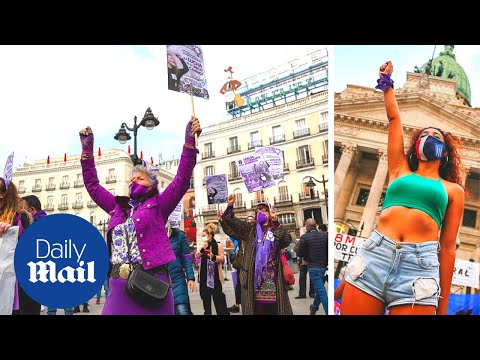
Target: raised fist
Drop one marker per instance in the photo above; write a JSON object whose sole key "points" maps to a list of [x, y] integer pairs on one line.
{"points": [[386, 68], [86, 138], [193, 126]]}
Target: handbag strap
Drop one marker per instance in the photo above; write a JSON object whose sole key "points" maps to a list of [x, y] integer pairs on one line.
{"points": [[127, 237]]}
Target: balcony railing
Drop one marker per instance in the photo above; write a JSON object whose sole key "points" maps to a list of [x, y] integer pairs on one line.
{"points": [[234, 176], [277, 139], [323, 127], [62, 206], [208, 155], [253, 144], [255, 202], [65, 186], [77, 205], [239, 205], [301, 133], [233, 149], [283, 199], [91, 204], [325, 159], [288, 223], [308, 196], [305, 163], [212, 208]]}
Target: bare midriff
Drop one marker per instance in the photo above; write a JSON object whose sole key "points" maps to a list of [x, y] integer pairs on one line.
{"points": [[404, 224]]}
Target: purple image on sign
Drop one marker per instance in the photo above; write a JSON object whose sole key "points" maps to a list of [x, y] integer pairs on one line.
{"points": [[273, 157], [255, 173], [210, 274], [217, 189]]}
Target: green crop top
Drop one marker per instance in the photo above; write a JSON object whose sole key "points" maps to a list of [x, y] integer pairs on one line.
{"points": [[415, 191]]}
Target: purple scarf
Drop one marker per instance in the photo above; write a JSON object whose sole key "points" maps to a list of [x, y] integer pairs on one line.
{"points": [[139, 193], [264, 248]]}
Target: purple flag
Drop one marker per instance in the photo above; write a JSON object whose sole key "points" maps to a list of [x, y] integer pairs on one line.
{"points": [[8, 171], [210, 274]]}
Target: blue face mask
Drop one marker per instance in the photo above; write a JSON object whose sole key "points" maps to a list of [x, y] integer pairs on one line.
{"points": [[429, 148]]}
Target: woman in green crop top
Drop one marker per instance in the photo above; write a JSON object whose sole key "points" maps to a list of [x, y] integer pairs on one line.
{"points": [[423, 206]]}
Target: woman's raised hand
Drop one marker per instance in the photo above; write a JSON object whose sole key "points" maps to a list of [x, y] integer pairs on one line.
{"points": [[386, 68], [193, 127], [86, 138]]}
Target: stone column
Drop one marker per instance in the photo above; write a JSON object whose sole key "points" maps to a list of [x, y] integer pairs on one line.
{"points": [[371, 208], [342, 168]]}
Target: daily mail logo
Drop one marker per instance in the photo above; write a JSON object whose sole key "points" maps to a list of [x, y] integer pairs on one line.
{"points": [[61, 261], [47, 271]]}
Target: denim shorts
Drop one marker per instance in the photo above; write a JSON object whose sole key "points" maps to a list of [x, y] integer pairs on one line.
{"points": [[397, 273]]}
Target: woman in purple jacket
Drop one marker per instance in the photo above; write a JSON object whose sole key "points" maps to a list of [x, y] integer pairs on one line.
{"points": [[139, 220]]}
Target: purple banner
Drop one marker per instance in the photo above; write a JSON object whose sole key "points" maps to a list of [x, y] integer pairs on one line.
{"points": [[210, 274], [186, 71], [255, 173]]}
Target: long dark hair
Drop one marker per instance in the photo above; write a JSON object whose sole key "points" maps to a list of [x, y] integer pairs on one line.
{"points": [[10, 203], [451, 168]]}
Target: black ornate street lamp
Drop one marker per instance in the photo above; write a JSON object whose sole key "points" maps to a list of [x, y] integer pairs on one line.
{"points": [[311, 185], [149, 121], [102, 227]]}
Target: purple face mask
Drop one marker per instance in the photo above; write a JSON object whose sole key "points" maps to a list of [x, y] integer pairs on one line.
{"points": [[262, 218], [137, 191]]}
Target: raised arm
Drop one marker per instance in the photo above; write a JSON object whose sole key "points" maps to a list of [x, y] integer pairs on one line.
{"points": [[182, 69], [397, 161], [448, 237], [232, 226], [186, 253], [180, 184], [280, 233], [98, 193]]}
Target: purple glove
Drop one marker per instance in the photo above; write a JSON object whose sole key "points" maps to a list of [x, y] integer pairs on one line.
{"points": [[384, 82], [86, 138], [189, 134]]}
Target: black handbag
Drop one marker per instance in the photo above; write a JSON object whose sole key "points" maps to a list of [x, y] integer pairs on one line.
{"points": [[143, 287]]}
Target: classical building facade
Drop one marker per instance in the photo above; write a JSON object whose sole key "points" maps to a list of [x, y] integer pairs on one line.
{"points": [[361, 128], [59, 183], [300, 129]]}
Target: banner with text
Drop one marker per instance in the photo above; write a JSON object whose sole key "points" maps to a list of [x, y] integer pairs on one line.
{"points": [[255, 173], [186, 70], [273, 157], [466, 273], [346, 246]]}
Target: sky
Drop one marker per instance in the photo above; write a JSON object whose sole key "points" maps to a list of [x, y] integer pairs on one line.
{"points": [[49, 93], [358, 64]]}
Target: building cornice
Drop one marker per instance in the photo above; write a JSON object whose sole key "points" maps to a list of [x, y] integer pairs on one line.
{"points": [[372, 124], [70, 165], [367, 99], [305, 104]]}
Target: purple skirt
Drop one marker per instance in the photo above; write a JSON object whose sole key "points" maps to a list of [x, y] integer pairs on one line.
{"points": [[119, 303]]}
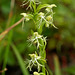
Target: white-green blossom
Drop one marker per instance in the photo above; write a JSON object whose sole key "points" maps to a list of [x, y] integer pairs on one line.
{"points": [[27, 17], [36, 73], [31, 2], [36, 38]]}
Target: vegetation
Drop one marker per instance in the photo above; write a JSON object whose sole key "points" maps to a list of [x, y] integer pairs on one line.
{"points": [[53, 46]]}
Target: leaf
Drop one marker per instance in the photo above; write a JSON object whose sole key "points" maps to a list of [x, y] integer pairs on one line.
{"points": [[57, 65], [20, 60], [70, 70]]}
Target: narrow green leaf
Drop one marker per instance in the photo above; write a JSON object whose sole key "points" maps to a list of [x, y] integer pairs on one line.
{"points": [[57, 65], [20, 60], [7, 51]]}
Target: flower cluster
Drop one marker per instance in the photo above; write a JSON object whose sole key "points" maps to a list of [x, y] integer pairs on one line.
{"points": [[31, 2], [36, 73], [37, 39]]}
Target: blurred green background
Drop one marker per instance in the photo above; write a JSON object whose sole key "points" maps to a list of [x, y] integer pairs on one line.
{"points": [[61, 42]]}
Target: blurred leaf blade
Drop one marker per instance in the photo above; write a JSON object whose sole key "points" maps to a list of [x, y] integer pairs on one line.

▸ **WORK TO BE COMPLETED**
Set every line down exactly as written, leaving each picture out.

▸ **IN RESPONSE**
Target: raised fist
Drop one marker per instance in the photo above; write a JSON object whose sole key "points" maps to a list of [x, y] integer pairs on one line.
{"points": [[386, 68], [86, 138], [193, 126]]}
Target: handbag strap
Drop one marker per instance in the photo above; write a JSON object whose sole key "points" maps to a list of [x, y] integer pairs on one line.
{"points": [[127, 237]]}
Target: balcony railing
Drop one marker per instance in the photo above; write a JSON object whose sole key "points" maps to a list of [x, y] integer pairs on one line.
{"points": [[234, 176], [277, 139], [323, 127], [62, 206], [208, 155], [253, 144], [255, 202], [65, 186], [77, 205], [239, 205], [301, 133], [233, 149], [283, 199], [91, 204], [325, 159], [288, 223], [308, 196], [305, 163], [212, 208]]}
Target: bare midriff
Drop one marker per instance in the photo above; write a JSON object whose sole key "points" maps to a list of [x, y] integer pairs on one line.
{"points": [[404, 224]]}
Target: purple image on sign
Drop one marker per instance in the photo above; write a JSON object whose sole key "points" maps to a list of [x, y] integer pairs on one line.
{"points": [[273, 157], [255, 173], [210, 274], [217, 189]]}
Target: green crop top
Drop one marker per instance in the photo above; write a JSON object whose sole key "points" maps to a list of [x, y] integer pairs on one line.
{"points": [[415, 191]]}
Target: purple scarf
Drop one marker per instance in the photo above; write a JSON object whose sole key "points" maps to a list of [x, y] integer pairs on one line.
{"points": [[139, 193], [264, 248]]}
Target: purple flag
Drop one marker per instance in the photo above; write a JSON object whose sole key "points" maps to a list of [x, y] integer pairs on one line.
{"points": [[8, 171], [210, 274]]}
Target: blue face mask
Drop one marker per instance in the photo above; write a JSON object whose sole key "points" maps to a list of [x, y] integer pairs on one line.
{"points": [[429, 148]]}
Target: woman in green crop top
Drop one marker per instance in the photo above; write a JSON object whose sole key "points" maps to a list of [x, y] integer pairs on one line.
{"points": [[423, 206]]}
Target: woman's raised hand
Drop one marker per instance in the photo above; write a JSON object whose sole key "points" maps to a list of [x, y] integer pairs on one line.
{"points": [[386, 68], [193, 127], [86, 138]]}
Target: stone column
Drop one marker per instance in the photo above; write a JSON object whose sole key "points" maps to a list of [x, y] integer pairs on one line.
{"points": [[371, 208], [342, 168]]}
Target: daily mail logo
Drop one marker per instance in the photo above; write a JSON object whose sole key "points" maps to a list of [x, y] integer pairs on one line.
{"points": [[61, 261], [47, 271]]}
Target: denim shorts
Drop one marker per instance in the photo above; write a JSON object whose sole key "points" maps to a list of [x, y] integer pairs on one line.
{"points": [[397, 273]]}
Target: woman in purple jacket
Drop one marker per instance in the photo above; write a JSON object whose sole key "points" maps to a list of [x, y] integer pairs on one line.
{"points": [[139, 220]]}
Target: purple banner
Drop one marker per instance in the photo above; write a JSON object whose sole key "points" maps to a list of [x, y] integer pairs on one line.
{"points": [[210, 274], [186, 71], [255, 173]]}
Target: long dark hair
Drop one marker per instance in the photo above; write a JSON object whose sole key "points" maps to a list of [x, y] integer pairs on one line.
{"points": [[10, 203], [451, 168]]}
Target: black ornate street lamp
Drop one marker per instance in the photo above; write a JSON object whose sole key "points" maps to a list of [x, y] integer pairs on one line.
{"points": [[311, 185], [149, 121], [102, 227]]}
Target: purple face mask
Drop one marker per instance in the photo above; write a JSON object whose sole key "points" maps to a list of [x, y] integer pairs on one line.
{"points": [[262, 218], [137, 191]]}
Target: raised arm
Drop one marker per instance in the photo above; write a JSON object whose sole key "points" maps to a list of [x, y] integer pairs on one line.
{"points": [[182, 69], [397, 161], [448, 237], [232, 226], [186, 253], [180, 184], [280, 233], [98, 193]]}
Target: purple glove
Drop one marker per instance in the photo above; write a JSON object whose sole key "points" maps to a list of [x, y] integer pairs on one line.
{"points": [[384, 82], [86, 138], [189, 134]]}
Target: black handbag
Drop one marker per instance in the photo above; write a JSON object whose sole key "points" maps to a list of [x, y] integer pairs on one line.
{"points": [[143, 287]]}
Target: classical building facade
Drop one marker per instance in the photo above; write a JSON object whose sole key "points" maps to a list of [x, y] integer pairs on one line.
{"points": [[361, 128], [59, 183], [300, 129]]}
Target: banner with text
Drop one marker per instance in the photo above; write a JSON object whose sole key "points" maps to a list of [x, y] integer pairs on one line.
{"points": [[255, 173], [186, 70], [273, 157], [466, 273], [346, 246]]}
Target: sky
Drop one marker per instance in the photo above; write a JSON object whose sole key "points" maps to a list of [x, y] integer pairs on one line.
{"points": [[49, 93], [358, 64]]}
Target: building cornice
Drop one marker per instance in the photo above; write a JSON object whose sole key "points" maps to a list of [x, y] integer pairs on one line.
{"points": [[372, 124], [70, 165], [367, 99], [305, 104]]}
Target: purple skirt
Drop one marker per instance in the photo above; write a JSON object whose sole key "points" maps to a list of [x, y] integer pairs on one line.
{"points": [[119, 303]]}
Target: white-green blossom
Drop one marker per instance in the photo above; write a JSON object whose sole key "points" maps to a list of [x, y] integer pairs on one line.
{"points": [[27, 17], [36, 73], [31, 2], [36, 38]]}
Target: vegetation
Drop one marker per instance in the photo above; write a JSON object whose sole key "points" maps to a list of [x, y] integer pairs on one line.
{"points": [[53, 46]]}
Target: leaf
Drop one marker per instance in the photo above; write a JSON object whose sole key "points" maps to a list of [x, y] integer pairs on one line.
{"points": [[57, 65], [20, 60], [70, 70]]}
Target: narrow green leaf
Drop one marker per instance in the photo above; write a JSON object whose sole key "points" maps to a list of [x, y] integer pairs on one line.
{"points": [[57, 65], [20, 60], [7, 51]]}
Target: flower cluster
Drop one marker per instance in the photo above; write a JSON object whose sole key "points" maps to a list of [x, y] integer pairs on one line.
{"points": [[31, 2], [36, 73], [37, 39]]}
Target: blurred green background
Drop one marker per instance in the photo above; write a JSON object whose sole key "points" maps to a list of [x, y] integer pairs on one line.
{"points": [[61, 42]]}
Target: blurred leaf blade
Drop one marker per instance in the photo above; write a JSON object whose sole key "points" maps to a list of [x, y] integer pairs on one line.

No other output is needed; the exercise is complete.